Posted by john, a resident of Menlo Park
on Jun 3, 2013 at 9:54 pm

Judge Stephen Manly at the Terraine courthouse in San Jose California is forcing medication on inmates, setting up mentally ill inmates for failure by expecting them to complete programs and classes etc. on their own and when they fail to do so he issues bench warrants for their arrest and keeps them stuck in the system, and does not provide the proper evaluation of inmates for mental health.
He is keeping mentally ill people in jail and trapped within the system for much longer than the crime they committed calls for, up to 3 years in some cases for minor drug charges. He ignores evaluations done by professional psychiatrists outside of his program, he ignores the letters and grievances of the family's and lawyers of the mentally ill and tries to force the same plan of action on every person instead of evaluating each individual case, he is punishing people for being ill not for the crime.
He knows that the expectations he is putting on mentally ill inmates cannot be followed through by certain individuals yet he continues to recommend treatment plans that will just put the person back into jail.
The Eighth Amendment (Amendment VIII) to the United States Constitution is the part of the United States Bill of Rights (ratified December 15, 1791[1]) prohibiting the federal government from imposing excessive bail, excessive fines or cruel and unusual punishments, including torture. The U.S. Supreme Court has ruled that this amendment's Cruel and Unusual Punishment Clause applies to the states.

= EXPLORE THE MATERIAL =
• a. Summarize the post about Judge Stephen Manly in two sentences.
• b. Continue the post about Judge Stephen Manly from the point where it stops.

= DATASET EXTRACT =
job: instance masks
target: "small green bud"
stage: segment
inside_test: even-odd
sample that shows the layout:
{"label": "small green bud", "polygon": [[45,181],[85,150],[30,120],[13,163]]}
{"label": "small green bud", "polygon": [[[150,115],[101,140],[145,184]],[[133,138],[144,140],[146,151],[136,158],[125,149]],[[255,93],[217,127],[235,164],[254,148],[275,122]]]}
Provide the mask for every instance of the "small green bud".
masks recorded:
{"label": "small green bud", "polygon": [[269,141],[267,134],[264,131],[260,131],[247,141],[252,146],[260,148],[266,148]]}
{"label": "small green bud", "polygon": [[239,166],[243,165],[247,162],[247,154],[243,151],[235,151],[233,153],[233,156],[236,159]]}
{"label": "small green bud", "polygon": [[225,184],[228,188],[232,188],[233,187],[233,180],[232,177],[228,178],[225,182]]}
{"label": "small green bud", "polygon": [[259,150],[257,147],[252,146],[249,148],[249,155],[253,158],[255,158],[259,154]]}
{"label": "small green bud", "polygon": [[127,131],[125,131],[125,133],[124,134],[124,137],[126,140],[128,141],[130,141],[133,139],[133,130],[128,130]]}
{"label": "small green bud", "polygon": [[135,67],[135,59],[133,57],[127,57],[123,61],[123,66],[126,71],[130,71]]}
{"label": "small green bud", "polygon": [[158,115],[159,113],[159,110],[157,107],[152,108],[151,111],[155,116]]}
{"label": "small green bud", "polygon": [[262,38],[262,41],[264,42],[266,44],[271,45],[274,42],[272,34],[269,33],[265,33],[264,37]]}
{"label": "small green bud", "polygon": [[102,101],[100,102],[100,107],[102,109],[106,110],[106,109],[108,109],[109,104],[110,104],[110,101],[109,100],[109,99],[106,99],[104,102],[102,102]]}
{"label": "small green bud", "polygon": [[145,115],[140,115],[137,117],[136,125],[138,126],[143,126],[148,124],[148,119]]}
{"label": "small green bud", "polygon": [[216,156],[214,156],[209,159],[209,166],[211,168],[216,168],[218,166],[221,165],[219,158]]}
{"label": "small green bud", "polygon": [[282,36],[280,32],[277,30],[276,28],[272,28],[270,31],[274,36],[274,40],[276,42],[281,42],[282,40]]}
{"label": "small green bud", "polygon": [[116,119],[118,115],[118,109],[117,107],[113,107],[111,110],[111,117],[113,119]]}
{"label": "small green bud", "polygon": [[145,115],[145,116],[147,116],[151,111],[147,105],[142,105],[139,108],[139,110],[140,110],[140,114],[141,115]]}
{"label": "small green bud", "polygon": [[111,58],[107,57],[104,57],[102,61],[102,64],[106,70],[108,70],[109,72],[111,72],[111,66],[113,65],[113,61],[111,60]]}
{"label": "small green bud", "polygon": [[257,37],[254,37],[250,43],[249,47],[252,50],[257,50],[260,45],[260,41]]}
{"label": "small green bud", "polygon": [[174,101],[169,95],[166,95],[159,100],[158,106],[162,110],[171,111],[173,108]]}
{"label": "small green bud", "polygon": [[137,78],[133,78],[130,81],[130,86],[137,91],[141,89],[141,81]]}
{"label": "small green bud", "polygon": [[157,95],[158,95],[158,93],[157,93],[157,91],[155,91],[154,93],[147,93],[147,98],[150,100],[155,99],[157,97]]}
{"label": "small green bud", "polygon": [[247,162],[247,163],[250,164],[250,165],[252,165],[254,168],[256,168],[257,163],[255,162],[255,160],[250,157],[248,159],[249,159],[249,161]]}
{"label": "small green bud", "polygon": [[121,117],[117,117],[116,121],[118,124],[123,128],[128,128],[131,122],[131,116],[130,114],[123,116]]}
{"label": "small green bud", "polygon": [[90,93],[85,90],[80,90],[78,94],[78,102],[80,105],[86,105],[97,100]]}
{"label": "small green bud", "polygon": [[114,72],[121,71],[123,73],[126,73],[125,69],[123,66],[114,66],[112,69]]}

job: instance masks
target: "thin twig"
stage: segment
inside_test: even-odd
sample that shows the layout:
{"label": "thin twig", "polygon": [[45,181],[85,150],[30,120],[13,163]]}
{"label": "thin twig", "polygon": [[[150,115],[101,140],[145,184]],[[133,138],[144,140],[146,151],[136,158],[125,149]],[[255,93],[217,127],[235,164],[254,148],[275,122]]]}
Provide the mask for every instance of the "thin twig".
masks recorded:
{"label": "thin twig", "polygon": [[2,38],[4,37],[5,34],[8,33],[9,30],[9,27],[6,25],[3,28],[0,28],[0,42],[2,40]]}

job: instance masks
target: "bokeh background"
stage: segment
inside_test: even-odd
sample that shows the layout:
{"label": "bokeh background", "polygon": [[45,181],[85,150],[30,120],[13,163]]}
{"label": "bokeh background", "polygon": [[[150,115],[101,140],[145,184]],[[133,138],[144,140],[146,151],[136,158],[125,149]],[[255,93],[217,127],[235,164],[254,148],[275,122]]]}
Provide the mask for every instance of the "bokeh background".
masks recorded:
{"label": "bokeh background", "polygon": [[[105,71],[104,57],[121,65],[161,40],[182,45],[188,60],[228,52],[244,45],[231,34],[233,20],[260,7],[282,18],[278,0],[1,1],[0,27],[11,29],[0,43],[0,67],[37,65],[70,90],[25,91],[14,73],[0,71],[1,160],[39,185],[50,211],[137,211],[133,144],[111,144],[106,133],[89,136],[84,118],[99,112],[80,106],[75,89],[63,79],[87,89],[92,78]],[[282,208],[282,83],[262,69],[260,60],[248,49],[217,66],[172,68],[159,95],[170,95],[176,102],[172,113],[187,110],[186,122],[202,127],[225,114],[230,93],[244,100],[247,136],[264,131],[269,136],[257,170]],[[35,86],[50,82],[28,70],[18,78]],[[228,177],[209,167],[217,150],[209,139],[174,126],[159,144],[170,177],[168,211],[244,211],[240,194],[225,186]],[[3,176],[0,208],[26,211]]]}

---

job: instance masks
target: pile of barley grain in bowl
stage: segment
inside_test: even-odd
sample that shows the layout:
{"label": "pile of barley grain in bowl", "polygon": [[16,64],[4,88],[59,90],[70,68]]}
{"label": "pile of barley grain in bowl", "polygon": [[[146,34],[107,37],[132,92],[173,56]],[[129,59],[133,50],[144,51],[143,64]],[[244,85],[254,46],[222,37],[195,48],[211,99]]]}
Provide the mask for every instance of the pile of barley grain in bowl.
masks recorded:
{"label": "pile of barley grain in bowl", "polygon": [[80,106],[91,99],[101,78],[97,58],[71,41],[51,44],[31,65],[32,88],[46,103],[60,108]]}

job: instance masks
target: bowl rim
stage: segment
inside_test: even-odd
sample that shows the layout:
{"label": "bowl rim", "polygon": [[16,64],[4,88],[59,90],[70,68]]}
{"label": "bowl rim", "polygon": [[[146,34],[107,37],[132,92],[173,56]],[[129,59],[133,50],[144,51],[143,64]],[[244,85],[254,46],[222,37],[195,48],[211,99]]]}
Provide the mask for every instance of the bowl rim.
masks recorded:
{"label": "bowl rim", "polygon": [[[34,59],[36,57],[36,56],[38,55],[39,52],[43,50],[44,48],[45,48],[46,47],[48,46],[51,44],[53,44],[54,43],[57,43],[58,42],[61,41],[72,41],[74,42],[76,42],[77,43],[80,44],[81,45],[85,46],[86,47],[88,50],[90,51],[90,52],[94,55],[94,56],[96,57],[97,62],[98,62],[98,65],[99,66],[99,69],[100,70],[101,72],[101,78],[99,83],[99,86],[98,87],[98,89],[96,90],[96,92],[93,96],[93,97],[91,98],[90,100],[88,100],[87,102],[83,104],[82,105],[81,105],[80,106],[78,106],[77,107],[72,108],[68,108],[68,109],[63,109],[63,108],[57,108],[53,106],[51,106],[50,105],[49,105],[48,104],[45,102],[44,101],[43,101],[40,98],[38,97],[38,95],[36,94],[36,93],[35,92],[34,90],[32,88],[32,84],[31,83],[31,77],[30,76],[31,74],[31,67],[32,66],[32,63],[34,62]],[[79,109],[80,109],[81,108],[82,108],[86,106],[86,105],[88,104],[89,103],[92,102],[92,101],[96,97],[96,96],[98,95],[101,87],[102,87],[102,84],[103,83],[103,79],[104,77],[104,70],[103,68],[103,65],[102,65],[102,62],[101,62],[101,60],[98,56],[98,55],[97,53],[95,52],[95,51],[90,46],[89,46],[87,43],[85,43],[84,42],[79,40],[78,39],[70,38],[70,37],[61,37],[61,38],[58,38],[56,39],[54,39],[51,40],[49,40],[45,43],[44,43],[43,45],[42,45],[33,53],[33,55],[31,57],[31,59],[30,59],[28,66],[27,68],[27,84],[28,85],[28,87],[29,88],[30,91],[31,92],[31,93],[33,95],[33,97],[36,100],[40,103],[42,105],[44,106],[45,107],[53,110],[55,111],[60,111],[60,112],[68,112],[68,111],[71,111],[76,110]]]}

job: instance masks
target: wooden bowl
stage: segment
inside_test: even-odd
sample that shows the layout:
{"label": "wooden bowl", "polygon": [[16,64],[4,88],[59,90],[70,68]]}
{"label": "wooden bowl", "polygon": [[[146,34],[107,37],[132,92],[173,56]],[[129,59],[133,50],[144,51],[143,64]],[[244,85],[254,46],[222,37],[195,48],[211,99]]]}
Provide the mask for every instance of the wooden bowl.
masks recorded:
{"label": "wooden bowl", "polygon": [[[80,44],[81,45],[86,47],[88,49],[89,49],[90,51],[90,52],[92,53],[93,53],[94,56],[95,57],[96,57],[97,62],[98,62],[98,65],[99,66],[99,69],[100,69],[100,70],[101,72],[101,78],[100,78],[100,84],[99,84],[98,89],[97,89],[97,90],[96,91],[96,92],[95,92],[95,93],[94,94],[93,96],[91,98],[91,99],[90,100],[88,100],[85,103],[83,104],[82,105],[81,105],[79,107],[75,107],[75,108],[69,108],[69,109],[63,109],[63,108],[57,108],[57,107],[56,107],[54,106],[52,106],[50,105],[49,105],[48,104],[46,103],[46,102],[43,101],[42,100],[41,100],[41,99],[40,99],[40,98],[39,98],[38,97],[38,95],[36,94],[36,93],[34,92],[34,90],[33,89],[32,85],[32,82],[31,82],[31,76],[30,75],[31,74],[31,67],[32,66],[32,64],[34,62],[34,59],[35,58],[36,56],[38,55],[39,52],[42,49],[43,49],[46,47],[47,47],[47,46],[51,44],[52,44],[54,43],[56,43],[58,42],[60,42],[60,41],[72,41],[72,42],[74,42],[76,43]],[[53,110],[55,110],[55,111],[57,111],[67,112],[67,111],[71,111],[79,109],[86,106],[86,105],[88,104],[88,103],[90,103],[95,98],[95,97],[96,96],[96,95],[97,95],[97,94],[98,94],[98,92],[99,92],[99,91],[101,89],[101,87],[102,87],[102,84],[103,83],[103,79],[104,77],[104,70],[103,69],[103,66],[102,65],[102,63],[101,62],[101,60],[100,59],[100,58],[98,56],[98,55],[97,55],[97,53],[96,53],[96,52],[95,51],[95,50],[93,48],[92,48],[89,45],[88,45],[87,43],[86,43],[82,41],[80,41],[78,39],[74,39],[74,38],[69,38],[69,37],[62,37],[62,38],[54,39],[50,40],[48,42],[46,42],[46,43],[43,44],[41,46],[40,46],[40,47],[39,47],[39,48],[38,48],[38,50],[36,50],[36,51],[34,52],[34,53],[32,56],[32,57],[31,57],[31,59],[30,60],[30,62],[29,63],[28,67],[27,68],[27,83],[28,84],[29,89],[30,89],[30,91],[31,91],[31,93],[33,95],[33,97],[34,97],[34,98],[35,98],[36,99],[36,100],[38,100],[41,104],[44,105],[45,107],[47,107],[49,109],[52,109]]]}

= RESPONSES FOR EACH TASK =
• a. The post accuses Judge Stephen Manly of the Terraine courthouse in San Jose of forcing medication on inmates, setting mentally ill inmates up to fail, and keeping them in jail and in the system far longer than their crimes call for. It says he ignores outside psychiatric evaluations and grievances from families and lawyers and applies one plan to everyone, punishing people for being ill, and it notes that the Eighth Amendment bars cruel and unusual punishments and applies to the states.

• b.
there is also a competence law
see below

In American law, competence concerns the mental capacity of an individual to participate in legal proceedings. Defendants that do not possess sufficient "competence" are usually excluded from criminal prosecution,
In United States law, this protection has been ruled by the United States Supreme Court to be guaranteed under the due process clause. If the court determines that a defendant's mental condition makes him unable to understand the proceedings, or that he is unable to help in his defense, he is found incompetent. The competency evaluation, as determined in Dusky v. United States, is whether the accused "has sufficient present ability to consult with his lawyer with a reasonable degree of rational understanding—and whether he has a rational as well as factual understanding of the proceedings against him." Being determined incompetent is substantially different from undertaking an insanity defense; competence regards the defendant's state of mind at the time of the trial, while insanity regards his state of mind at the time of the crime. It has also been referred to as a "730 exam".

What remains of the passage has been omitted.